> **GIVEN INSTRUCTION**: Pull out each line below that contains the string "flower", matching case exactly.

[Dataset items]
--
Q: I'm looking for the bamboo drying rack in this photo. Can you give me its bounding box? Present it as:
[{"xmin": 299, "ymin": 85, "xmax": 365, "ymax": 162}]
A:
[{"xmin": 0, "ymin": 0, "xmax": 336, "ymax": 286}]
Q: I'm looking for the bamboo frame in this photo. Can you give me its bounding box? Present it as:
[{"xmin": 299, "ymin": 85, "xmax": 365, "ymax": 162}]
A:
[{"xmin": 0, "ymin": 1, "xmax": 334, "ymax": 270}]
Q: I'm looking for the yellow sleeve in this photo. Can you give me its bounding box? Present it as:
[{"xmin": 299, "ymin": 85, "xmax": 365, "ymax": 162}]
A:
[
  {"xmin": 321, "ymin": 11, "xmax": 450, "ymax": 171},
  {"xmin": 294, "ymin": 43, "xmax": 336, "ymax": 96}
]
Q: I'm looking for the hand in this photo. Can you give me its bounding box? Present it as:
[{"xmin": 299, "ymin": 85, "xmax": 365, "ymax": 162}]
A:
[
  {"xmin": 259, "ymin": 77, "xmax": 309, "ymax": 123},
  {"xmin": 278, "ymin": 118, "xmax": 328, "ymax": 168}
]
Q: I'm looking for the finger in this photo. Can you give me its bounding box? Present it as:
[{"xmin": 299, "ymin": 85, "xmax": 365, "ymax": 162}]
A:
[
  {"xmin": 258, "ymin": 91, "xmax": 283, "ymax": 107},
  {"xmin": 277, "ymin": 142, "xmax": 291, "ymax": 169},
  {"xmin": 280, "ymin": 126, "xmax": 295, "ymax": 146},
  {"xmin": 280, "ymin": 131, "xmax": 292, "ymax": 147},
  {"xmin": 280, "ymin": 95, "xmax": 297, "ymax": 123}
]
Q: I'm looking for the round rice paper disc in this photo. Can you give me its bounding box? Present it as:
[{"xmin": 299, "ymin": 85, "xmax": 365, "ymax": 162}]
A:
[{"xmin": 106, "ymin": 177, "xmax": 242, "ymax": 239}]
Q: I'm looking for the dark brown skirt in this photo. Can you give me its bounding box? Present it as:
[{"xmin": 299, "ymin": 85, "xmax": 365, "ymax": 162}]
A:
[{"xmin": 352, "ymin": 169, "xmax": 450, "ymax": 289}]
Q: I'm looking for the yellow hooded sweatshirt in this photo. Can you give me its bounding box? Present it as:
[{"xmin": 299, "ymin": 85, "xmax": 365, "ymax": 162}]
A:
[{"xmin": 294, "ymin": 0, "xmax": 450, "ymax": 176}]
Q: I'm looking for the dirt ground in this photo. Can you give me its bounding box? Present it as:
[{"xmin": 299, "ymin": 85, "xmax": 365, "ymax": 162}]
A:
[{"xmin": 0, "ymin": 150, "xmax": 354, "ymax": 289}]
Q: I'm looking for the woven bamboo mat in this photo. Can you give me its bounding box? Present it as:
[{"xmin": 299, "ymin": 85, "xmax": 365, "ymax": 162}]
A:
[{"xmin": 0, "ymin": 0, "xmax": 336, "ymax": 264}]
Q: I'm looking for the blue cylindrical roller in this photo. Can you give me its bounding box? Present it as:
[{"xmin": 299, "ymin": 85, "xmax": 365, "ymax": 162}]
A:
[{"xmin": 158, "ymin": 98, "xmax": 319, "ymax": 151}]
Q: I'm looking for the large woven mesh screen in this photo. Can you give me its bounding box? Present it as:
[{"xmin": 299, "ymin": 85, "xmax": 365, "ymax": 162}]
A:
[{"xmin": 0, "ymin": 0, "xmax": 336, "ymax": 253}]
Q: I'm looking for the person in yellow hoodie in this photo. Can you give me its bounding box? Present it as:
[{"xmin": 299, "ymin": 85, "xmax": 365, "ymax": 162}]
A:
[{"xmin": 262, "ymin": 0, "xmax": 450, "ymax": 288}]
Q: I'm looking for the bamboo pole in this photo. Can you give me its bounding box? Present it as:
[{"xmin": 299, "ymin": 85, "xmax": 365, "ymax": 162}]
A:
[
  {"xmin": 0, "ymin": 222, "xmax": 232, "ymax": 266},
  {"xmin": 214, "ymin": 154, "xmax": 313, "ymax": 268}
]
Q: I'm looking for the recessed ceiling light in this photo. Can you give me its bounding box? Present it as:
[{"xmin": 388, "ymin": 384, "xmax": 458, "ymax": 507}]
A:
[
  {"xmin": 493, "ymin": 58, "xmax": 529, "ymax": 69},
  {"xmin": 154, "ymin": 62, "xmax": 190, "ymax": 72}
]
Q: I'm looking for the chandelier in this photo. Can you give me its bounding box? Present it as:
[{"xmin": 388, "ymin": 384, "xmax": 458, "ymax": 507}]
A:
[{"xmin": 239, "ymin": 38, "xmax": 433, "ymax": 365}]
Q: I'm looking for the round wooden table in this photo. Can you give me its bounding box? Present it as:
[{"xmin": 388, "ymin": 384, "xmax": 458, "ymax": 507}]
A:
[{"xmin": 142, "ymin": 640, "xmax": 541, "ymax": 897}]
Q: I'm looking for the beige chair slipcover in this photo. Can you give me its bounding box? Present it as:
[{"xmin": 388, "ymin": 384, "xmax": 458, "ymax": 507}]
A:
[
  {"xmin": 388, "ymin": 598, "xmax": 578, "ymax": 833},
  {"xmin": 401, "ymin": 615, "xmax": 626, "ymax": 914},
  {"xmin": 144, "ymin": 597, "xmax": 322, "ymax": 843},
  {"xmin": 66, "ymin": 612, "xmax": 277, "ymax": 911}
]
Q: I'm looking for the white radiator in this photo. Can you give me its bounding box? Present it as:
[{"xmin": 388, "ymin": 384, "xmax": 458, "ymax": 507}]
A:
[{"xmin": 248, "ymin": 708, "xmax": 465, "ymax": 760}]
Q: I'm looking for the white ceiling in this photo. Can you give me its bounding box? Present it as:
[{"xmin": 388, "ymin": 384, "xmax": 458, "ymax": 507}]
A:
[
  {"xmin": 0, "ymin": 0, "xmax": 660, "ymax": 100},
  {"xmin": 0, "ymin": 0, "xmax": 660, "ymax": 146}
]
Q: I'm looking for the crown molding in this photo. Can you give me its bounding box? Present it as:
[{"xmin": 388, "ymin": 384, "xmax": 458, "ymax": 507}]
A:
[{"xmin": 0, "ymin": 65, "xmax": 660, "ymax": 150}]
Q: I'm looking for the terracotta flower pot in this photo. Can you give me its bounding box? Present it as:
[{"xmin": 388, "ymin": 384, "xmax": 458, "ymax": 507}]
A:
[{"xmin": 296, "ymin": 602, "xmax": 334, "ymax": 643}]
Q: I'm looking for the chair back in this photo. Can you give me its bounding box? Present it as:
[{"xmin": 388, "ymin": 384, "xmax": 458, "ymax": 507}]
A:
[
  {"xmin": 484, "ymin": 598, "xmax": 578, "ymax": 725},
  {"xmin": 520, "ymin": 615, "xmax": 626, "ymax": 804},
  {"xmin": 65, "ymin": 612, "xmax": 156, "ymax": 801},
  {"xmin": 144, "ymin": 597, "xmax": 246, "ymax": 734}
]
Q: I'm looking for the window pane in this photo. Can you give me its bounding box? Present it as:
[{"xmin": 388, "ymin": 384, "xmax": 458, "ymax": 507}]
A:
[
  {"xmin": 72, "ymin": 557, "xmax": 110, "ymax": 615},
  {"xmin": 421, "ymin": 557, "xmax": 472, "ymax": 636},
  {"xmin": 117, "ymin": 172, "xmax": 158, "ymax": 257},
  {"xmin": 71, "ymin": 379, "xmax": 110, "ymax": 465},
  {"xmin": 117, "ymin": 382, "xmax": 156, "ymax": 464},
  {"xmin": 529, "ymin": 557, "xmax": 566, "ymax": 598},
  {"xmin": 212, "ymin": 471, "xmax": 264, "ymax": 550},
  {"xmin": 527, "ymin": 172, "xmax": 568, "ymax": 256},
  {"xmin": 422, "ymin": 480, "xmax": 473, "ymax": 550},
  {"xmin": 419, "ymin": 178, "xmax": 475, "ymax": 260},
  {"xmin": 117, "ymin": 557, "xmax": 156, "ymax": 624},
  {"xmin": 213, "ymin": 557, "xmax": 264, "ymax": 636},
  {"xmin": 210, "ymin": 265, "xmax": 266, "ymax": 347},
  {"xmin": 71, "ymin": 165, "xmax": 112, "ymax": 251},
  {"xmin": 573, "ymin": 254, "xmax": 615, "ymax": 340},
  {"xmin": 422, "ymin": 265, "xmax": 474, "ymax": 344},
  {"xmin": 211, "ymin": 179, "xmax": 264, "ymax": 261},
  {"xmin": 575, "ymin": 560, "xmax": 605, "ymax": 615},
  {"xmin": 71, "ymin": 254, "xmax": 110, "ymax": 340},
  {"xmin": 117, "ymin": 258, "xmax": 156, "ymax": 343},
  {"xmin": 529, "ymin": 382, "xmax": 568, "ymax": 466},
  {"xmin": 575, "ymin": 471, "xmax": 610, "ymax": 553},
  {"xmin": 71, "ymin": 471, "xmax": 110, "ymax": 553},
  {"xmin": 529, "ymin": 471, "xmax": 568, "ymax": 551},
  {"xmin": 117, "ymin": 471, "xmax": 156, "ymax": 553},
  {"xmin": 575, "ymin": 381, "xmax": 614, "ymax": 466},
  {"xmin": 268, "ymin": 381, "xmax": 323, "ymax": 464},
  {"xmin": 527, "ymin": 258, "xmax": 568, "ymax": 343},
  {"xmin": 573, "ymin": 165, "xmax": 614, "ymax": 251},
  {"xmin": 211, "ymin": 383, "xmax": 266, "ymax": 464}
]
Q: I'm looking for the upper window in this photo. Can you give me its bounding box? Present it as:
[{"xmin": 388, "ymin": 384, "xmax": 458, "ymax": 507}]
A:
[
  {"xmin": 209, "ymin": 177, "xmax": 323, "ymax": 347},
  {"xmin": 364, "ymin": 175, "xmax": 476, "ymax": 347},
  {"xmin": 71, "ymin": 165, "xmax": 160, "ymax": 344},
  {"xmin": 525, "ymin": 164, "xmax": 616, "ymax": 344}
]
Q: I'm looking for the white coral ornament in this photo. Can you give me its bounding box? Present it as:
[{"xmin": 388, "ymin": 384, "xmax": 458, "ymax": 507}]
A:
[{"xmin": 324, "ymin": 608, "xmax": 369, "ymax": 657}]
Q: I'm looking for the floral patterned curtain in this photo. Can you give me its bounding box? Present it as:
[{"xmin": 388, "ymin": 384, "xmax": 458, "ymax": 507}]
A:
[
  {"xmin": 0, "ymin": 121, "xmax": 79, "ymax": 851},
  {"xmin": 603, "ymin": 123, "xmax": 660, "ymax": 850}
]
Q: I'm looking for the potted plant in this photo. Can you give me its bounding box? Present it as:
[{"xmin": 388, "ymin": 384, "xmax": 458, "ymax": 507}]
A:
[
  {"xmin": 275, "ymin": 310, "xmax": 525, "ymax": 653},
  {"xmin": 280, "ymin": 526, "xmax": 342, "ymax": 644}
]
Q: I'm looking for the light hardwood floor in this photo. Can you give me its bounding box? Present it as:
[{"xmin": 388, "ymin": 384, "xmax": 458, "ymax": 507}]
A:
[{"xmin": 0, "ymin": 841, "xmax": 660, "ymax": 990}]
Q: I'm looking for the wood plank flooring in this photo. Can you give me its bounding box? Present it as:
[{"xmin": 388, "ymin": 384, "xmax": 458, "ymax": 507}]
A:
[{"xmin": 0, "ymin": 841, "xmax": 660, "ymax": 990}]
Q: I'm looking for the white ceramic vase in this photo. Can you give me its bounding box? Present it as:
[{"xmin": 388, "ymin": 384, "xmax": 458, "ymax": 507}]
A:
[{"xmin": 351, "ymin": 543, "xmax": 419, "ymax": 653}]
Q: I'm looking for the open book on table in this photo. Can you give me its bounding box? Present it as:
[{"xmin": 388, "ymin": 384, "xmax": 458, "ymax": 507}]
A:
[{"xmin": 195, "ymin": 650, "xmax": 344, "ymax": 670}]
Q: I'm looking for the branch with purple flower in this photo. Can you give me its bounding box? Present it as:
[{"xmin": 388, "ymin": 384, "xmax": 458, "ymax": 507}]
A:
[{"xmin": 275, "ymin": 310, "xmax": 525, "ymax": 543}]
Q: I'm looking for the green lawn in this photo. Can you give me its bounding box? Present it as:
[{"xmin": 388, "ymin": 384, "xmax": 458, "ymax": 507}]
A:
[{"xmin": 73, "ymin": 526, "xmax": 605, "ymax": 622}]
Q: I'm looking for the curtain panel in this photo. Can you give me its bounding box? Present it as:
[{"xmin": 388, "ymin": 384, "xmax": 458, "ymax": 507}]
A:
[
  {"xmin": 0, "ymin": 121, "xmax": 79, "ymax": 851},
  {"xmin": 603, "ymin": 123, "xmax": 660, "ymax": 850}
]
--
> **EXERCISE OUTPUT**:
Q: I'm looking for the terracotta flower pot in this photo. Can you give me its bounding box? Present it as:
Q: I'm looking for the branch with purple flower in this photo. Can you give me its bounding box? Present it as:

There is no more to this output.